(Data drawn from a collection)

<<<<

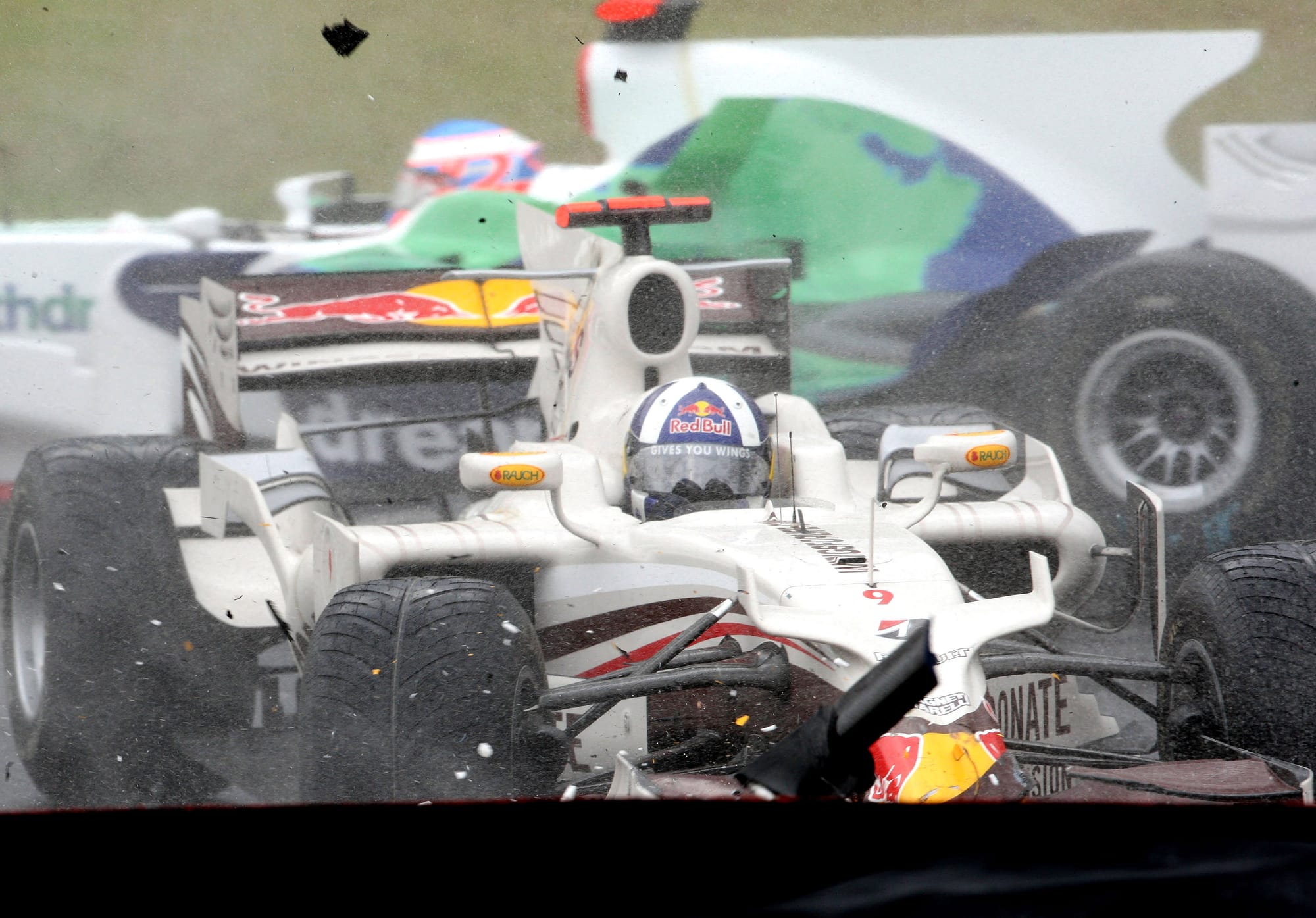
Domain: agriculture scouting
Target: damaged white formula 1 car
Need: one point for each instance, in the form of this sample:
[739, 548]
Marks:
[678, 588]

>>>>
<<<<

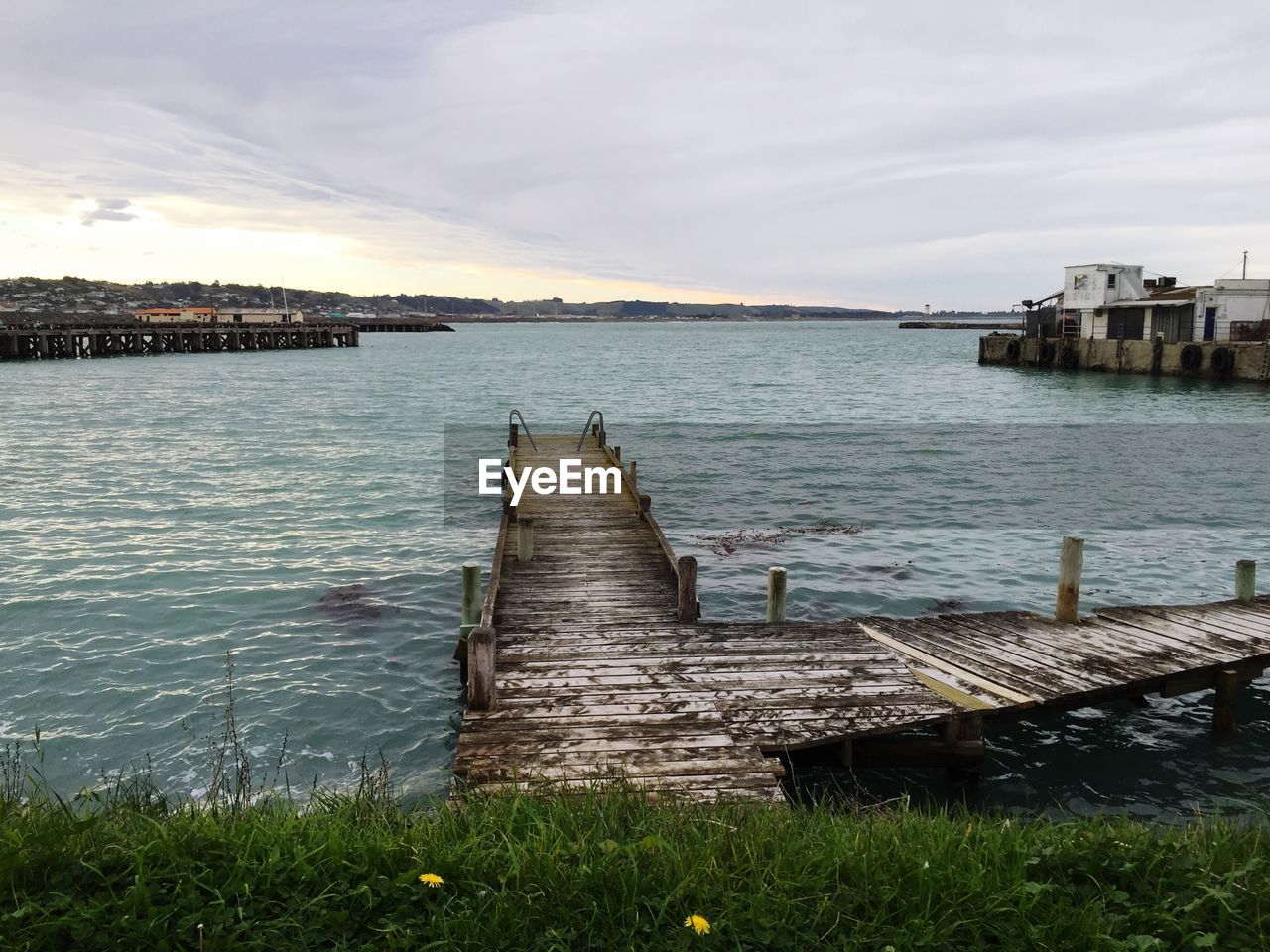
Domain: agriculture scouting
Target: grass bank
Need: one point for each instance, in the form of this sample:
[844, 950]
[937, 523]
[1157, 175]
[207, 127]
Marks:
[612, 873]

>>>>

**DIRECTION:**
Locate each line in the records that contains the string "Target" and copy those lines. Case counts.

**TASK OUTPUT:**
Target: damaged white formula 1 car
Target: grass bank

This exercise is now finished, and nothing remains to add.